The unique reversing waters of Cambodia's own Mardi Gras!

by ImaGina

Phnom Pehn hosts its annual Water & Moon Festival on 16th to 18th November 2013. People will travel from all over Cambodia and the world to celebrate the boat races and unique reversing waters.

Lady how are you…this special day?” standing and greeting me like an old friend - a saffron robed monk gestures and pats the wall for me to sit beside him.  We watch peacefully as the baseball capped boat teams zip up and down the Tonlé Sap like colourful centipedes - rowing in unison - kept in time by a skipper beating a rhythm with his ceremonial paddle. Each dragon boat is decorated with large eyes painted on the Naga (Serpent) heads carved on the prows - said to help them race better and representing fertility, rainbows and water. The excited villagers line the banks showing their support with flags and gusto as the rowers train for the big race with the traditional ‘fool’ on each boat keeping the onlookers amused with satirical jokes.

This historical Water Festival dates back to King Jayavarman II, the founder of the great Empire of Angkor and signifies the end of the wet season - a time for celebration rivaling the Khmer New Year in importance. The Monk smiles, leans forward and whispers “…this year our people we catch plenty big fish when waters change direction at full moon of Buddhist Calendar of Kadeuk…” he nods and I nod… but even after reading about this unique phenomenon - I can’t understand how waters can reverse - let alone into the mighty Mekong! “Ah…this year bringing us rich happy happy harvest… many fish and many more luck to our people - this year is good year…” After the tragic event of 2010 when many people lost their lives in a panic stampede on Freedom bridge and the last years festivals being cancelled - this year I can understand that Bon Om Tuk is extra special for the Khmer people.

I leave the Monk waving me goodbye as I wander off through narrow streets past the smiling lady who's half-hidden behind her giant wok of freshly skinned frogs as I mingle with the crowds following musical jingles into an alleyway of pungent fish stalls. Then it opens into what resembles a Victorian fairground with rusty rides and sweet laden stalls – a mixture of aromas fill my nostrils - good and bad. There amid rumbling motors boys and girls play amid screams of delight echoing from the top of the ‘small’ rickety ‘big wheel’ just held together by rusty bolts and odd curled metal. Younger children ride by waving from plastic toy cars and animals all simply stuck on a carousel base being pushed round-and-round by a fairground worker in a yellow vest. Everything is rusty, ramshackle and creaky but everyone’s having fun and the rides must be safer than they look – they’ve lasted so long! 

Walking along to the riverfront through swirling pyramids of steam rising up from stalls as mouth-watering aromas of crispy blackened fish fill the air outside the famous Foreign Correspondents Club.  Shuffling past pavement restaurants - which in Cambodia are just that - gingham cloths, wicker mats with comfy cushions spread out on grass verges or pavements. Sellers and dinners alike, sit cross-legged around the Royal Palace and waterfront in the humid sunlight drinking local alcoholic brews or strange herbal teas - often chatting till late in the night. 
Thousands of young and old fill both sides of the river: elegant Khmer ladies wearing dresses of red, yellow silk or satin; joyful girls dressed as fairy princesses with colourful hats or huge flowers perched in their shiny hair.

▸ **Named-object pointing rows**
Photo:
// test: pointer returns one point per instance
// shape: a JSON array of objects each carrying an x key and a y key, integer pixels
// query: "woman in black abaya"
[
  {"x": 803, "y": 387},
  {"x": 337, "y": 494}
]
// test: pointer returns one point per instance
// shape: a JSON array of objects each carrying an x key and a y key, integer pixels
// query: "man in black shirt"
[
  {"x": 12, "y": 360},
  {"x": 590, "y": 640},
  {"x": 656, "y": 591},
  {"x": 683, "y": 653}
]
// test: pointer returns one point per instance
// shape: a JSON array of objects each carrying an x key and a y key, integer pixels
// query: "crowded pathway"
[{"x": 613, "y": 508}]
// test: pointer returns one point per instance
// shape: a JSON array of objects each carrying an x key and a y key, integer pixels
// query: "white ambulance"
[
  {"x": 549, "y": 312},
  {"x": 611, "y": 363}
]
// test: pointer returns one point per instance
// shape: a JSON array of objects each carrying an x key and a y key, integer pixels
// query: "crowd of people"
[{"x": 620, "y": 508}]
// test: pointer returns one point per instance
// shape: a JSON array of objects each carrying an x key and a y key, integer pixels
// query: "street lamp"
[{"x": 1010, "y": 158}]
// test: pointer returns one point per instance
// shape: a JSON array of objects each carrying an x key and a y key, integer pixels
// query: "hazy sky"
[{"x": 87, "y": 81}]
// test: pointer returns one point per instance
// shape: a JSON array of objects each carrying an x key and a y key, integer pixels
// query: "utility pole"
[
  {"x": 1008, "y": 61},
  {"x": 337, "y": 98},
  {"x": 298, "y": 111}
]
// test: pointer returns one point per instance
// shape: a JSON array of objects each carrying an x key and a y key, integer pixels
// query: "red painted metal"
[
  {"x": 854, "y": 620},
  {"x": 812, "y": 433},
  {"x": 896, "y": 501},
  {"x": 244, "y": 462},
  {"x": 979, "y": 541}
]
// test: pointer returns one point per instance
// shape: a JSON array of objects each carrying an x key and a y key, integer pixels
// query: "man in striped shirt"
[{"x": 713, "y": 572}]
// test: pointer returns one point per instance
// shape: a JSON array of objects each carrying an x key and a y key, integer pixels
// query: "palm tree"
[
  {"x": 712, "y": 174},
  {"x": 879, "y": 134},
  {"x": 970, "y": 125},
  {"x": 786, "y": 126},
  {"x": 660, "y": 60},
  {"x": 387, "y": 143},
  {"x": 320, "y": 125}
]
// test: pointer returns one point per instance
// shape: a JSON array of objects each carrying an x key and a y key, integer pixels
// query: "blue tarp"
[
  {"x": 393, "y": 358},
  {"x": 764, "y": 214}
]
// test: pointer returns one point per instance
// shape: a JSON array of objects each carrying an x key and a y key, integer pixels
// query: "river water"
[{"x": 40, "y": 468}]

▸ **Directions**
1) Answer these questions about the festival article above:
(a) On what dates in 2013 does Phnom Penh hold its Water & Moon Festival?
(b) To which king does the Water Festival date back?
(c) What color vest does the fairground worker pushing the carousel wear?
2) Count the lines of the rows that contain the string "shirt". Reply with the number alone.

▸ **Written responses**
1)
(a) 16th to 18th November 2013
(b) King Jayavarman II
(c) Yellow

2) 2